▶ _Exercise brief_
From the line that contains "column 229, row 390" down to the final line below, please repeat each line exactly and nothing more, with no pictures.

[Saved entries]
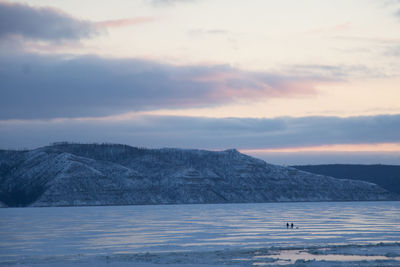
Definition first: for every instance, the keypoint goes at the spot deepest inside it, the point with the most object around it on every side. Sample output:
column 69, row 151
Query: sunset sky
column 291, row 82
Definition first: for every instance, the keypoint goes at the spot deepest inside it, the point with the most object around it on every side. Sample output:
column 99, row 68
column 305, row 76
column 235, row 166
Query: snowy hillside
column 90, row 174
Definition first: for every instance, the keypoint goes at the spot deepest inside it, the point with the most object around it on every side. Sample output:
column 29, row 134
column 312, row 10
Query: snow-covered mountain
column 91, row 174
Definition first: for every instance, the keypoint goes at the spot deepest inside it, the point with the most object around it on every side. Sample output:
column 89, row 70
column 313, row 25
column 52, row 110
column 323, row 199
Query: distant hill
column 67, row 174
column 386, row 176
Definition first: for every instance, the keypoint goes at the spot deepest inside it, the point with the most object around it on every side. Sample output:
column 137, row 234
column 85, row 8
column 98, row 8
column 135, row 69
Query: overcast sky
column 292, row 82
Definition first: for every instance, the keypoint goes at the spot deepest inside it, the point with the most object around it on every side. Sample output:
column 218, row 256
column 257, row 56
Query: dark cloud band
column 37, row 86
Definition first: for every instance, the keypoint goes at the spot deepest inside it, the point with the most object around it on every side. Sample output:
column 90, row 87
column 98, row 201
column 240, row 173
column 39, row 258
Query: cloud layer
column 206, row 133
column 36, row 86
column 41, row 23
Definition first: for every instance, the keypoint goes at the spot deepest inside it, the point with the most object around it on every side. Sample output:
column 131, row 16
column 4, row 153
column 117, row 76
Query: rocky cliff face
column 77, row 174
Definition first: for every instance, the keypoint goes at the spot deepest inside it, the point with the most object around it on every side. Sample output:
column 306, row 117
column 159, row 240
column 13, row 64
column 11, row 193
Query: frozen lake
column 37, row 234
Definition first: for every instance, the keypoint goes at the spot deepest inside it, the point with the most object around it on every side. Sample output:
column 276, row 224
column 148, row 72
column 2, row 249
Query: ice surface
column 213, row 234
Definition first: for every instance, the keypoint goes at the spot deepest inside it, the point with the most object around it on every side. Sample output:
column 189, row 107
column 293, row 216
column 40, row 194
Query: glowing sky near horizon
column 123, row 63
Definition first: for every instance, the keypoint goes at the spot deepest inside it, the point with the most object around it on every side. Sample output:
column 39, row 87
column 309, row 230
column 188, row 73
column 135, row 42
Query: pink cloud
column 235, row 84
column 124, row 22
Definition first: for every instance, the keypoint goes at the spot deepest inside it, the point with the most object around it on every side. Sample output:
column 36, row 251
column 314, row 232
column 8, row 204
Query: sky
column 291, row 82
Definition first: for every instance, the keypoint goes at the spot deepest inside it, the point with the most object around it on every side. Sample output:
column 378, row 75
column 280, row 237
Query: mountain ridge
column 386, row 176
column 68, row 174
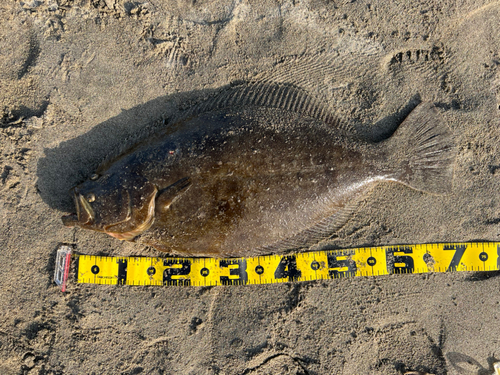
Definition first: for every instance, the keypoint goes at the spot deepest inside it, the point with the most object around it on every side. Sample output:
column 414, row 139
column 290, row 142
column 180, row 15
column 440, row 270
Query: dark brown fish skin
column 250, row 184
column 255, row 180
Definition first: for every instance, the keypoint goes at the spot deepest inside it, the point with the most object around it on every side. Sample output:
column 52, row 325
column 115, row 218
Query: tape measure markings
column 317, row 265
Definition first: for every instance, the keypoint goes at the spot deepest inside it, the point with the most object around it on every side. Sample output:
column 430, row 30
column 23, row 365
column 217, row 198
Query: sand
column 81, row 78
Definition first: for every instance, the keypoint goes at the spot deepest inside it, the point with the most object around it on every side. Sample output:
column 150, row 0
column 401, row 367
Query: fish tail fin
column 424, row 151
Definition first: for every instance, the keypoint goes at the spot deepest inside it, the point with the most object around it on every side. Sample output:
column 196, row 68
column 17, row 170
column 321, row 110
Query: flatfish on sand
column 261, row 168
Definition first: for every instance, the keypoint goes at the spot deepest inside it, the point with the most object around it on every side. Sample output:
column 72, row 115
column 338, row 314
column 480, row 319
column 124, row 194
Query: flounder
column 261, row 168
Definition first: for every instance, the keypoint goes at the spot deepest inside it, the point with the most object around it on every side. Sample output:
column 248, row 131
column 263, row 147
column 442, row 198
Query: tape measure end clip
column 63, row 260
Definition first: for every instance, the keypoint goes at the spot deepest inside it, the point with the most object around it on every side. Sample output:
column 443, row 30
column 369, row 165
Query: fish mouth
column 84, row 213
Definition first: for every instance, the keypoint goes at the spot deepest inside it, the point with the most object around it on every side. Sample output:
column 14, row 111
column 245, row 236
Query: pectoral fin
column 168, row 195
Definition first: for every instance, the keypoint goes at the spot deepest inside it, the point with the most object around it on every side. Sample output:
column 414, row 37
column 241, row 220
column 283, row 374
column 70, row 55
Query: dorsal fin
column 270, row 95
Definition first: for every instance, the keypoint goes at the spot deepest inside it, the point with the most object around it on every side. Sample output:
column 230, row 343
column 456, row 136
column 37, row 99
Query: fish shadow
column 74, row 161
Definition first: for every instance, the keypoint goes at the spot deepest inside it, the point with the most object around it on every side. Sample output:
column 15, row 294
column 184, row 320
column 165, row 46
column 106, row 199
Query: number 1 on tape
column 269, row 269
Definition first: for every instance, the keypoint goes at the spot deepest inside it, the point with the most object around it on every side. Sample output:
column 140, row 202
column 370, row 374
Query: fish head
column 120, row 205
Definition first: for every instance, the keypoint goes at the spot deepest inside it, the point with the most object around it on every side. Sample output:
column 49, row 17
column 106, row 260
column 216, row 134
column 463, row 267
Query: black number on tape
column 335, row 264
column 399, row 263
column 259, row 270
column 171, row 271
column 240, row 271
column 459, row 252
column 287, row 268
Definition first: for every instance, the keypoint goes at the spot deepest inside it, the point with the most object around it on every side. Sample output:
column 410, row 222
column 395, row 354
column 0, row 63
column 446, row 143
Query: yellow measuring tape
column 270, row 269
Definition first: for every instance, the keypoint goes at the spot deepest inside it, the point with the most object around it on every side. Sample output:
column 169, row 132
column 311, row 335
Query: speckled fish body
column 245, row 181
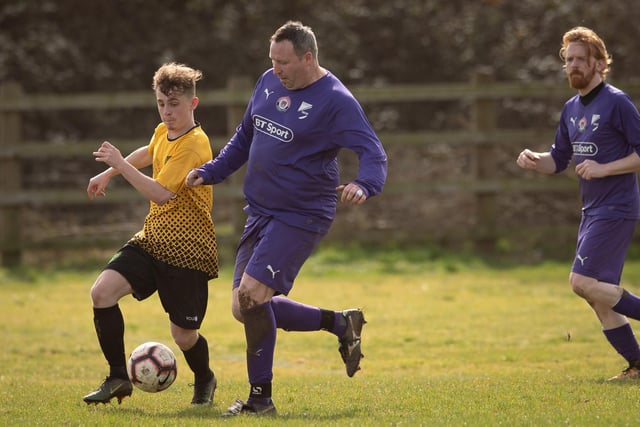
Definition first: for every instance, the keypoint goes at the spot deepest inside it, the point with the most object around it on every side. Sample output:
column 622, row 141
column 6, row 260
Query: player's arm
column 541, row 162
column 591, row 169
column 129, row 168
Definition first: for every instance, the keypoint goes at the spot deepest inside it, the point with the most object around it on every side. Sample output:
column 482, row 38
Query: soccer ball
column 152, row 367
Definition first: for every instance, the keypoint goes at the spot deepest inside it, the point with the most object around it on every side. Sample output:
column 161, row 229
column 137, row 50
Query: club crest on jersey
column 582, row 124
column 304, row 110
column 283, row 103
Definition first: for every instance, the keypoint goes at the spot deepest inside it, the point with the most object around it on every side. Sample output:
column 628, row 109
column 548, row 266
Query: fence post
column 10, row 179
column 484, row 120
column 235, row 112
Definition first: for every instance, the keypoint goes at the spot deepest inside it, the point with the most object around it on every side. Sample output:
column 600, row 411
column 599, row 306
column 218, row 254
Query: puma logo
column 273, row 272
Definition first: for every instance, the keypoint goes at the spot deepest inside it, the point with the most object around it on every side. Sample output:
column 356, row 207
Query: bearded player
column 600, row 129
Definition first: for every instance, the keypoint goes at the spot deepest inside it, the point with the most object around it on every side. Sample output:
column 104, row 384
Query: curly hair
column 176, row 78
column 592, row 41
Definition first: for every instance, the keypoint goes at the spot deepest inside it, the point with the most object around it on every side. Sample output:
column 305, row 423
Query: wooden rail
column 482, row 93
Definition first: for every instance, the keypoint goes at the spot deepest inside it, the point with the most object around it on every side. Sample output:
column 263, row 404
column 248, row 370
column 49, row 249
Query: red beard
column 579, row 81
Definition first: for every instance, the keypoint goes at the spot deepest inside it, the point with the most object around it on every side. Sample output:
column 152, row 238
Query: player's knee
column 579, row 286
column 237, row 314
column 100, row 296
column 184, row 338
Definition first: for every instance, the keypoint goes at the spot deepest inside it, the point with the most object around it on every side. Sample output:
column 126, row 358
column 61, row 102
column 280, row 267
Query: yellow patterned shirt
column 180, row 232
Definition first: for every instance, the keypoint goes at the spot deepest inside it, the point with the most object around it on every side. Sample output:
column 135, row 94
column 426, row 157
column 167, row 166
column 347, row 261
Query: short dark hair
column 301, row 37
column 174, row 77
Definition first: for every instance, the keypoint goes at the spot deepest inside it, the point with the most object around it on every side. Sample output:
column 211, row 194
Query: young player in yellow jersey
column 175, row 253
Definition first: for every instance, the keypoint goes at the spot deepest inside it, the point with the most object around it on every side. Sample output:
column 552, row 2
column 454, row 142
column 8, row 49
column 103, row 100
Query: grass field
column 449, row 342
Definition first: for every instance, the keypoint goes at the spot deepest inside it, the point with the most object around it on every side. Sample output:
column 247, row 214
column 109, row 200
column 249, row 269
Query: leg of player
column 197, row 357
column 254, row 302
column 109, row 287
column 346, row 325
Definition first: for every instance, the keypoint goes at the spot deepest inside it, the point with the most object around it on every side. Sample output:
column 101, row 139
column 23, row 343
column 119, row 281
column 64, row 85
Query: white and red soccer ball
column 152, row 367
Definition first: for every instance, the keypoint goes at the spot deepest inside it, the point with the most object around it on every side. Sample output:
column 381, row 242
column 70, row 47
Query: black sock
column 327, row 319
column 109, row 325
column 198, row 360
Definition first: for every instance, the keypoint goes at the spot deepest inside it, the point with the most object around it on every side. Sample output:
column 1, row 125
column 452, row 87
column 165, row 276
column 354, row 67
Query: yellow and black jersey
column 180, row 232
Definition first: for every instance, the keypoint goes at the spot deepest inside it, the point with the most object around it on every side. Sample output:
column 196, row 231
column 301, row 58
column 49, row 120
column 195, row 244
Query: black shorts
column 183, row 292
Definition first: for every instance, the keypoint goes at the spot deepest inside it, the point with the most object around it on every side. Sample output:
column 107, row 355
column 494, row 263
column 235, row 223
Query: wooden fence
column 481, row 138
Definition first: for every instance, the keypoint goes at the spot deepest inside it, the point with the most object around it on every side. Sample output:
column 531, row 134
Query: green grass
column 450, row 341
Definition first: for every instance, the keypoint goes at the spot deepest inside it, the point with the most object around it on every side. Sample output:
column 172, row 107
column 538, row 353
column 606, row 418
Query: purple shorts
column 602, row 247
column 273, row 252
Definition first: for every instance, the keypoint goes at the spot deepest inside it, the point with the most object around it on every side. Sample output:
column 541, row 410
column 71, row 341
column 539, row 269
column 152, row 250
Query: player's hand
column 590, row 169
column 193, row 179
column 109, row 154
column 97, row 186
column 527, row 159
column 352, row 194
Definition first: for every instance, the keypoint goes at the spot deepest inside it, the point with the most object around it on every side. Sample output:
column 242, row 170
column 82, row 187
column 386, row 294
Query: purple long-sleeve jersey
column 290, row 140
column 604, row 130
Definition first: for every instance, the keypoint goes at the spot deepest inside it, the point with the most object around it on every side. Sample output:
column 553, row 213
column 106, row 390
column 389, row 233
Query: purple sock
column 260, row 331
column 628, row 305
column 294, row 316
column 624, row 341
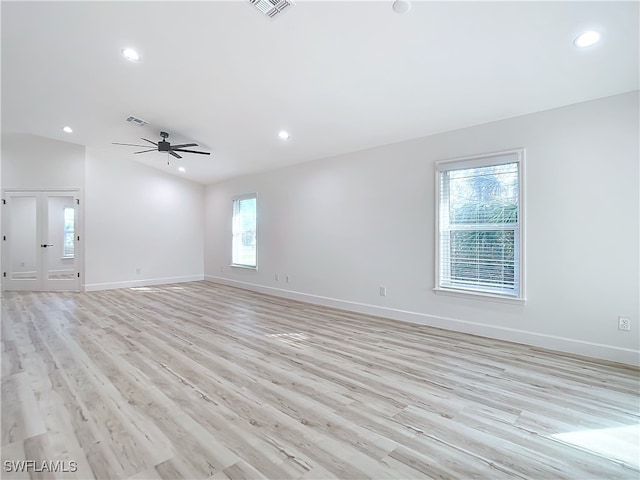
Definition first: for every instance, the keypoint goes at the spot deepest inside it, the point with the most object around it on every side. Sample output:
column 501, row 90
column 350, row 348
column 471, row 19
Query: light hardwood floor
column 200, row 380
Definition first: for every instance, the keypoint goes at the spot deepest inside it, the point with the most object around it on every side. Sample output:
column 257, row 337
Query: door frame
column 42, row 284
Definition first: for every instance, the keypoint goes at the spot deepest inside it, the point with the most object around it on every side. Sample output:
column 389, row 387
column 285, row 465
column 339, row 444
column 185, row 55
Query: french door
column 41, row 243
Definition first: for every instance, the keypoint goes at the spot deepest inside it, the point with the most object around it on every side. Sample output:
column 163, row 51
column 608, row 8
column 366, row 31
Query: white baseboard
column 550, row 342
column 93, row 287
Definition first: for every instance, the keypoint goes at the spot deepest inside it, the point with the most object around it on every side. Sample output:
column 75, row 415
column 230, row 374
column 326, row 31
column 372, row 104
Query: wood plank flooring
column 201, row 380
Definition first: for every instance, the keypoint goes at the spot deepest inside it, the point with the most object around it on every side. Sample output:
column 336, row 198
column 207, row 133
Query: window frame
column 239, row 198
column 477, row 161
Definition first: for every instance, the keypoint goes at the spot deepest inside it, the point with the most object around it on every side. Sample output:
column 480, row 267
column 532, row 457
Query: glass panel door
column 59, row 256
column 41, row 247
column 23, row 234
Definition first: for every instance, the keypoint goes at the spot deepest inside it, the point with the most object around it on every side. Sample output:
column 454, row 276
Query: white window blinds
column 479, row 220
column 244, row 238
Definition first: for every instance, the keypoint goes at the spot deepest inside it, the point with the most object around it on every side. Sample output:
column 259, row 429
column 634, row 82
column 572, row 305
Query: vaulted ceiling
column 338, row 76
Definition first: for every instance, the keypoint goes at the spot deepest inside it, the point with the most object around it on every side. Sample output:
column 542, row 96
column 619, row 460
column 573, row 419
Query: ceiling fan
column 164, row 146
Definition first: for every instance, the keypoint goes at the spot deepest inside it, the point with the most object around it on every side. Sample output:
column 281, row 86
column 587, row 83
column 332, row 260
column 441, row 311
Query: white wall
column 139, row 219
column 32, row 162
column 344, row 226
column 132, row 216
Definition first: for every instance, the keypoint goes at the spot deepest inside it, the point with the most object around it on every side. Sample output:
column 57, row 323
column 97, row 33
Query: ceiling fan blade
column 191, row 151
column 128, row 144
column 184, row 145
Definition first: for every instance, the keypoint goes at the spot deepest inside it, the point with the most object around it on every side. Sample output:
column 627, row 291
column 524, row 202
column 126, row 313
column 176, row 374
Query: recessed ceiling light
column 587, row 39
column 131, row 54
column 401, row 6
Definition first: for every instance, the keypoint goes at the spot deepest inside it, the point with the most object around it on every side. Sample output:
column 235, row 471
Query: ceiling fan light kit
column 164, row 146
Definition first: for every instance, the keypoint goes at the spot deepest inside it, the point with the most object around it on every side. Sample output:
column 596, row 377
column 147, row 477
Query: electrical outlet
column 624, row 324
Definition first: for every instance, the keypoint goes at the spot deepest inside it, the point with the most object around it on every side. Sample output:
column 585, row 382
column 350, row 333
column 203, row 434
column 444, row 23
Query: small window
column 480, row 241
column 244, row 241
column 68, row 243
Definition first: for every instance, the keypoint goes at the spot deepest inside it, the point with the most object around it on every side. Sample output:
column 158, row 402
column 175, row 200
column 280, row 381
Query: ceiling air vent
column 271, row 8
column 137, row 121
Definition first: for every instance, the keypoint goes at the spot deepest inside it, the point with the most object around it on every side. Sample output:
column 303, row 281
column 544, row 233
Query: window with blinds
column 244, row 238
column 479, row 240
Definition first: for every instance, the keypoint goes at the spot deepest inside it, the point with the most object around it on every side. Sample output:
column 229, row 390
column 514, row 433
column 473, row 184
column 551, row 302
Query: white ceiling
column 339, row 76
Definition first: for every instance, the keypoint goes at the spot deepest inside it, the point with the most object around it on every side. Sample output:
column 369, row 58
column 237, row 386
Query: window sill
column 479, row 296
column 246, row 267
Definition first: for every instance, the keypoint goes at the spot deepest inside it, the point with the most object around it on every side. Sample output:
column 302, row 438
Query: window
column 68, row 242
column 479, row 235
column 243, row 247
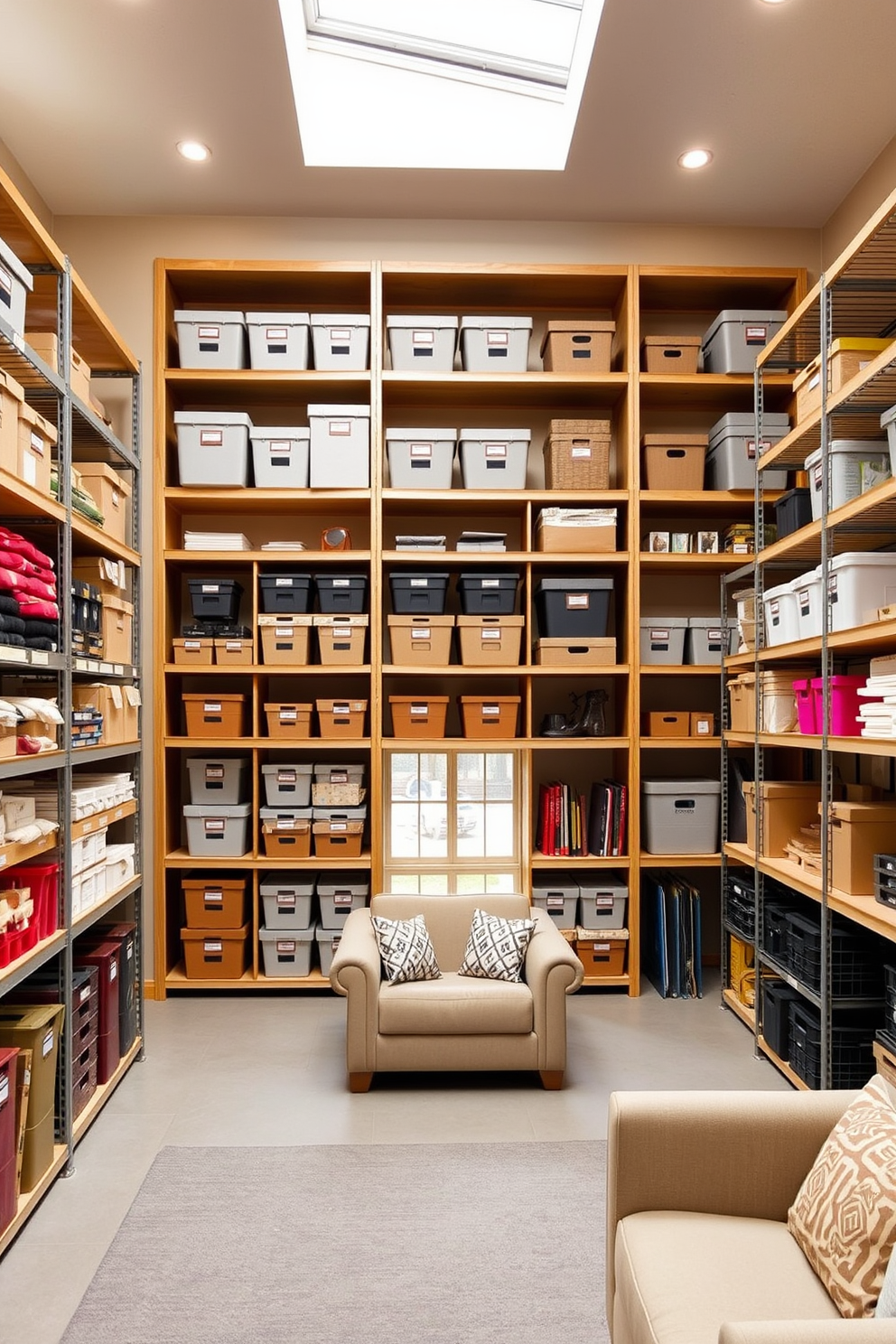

▶ _Solution for this task_
column 229, row 390
column 514, row 433
column 473, row 184
column 551, row 302
Query: white ceiling
column 339, row 76
Definition first: for every instance, the keypoint goes at the spot deepest inside it, the point with the most object around it on every side. Sample output:
column 369, row 58
column 237, row 386
Query: window sill
column 479, row 296
column 246, row 267
Definition first: for every instance, the keypoint goes at the spot deepest inside it, the point with the most object around it on every side. Sample output:
column 302, row 438
Query: window
column 68, row 242
column 479, row 235
column 243, row 247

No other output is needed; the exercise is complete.